- Goal of the exercise
Would you return all of this data exactly, leaving nothing out?

[Begin Dataset rows]

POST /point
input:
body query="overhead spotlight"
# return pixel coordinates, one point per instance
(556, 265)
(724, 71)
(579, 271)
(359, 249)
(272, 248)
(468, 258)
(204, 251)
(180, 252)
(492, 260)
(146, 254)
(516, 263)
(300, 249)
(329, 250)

[End Dataset rows]

- Response
POST /point
input:
body query="overhead spotlight"
# return pixel coordinates, one point per instance
(556, 265)
(724, 71)
(579, 271)
(359, 249)
(272, 248)
(468, 258)
(204, 251)
(180, 252)
(492, 260)
(146, 254)
(516, 263)
(300, 249)
(329, 250)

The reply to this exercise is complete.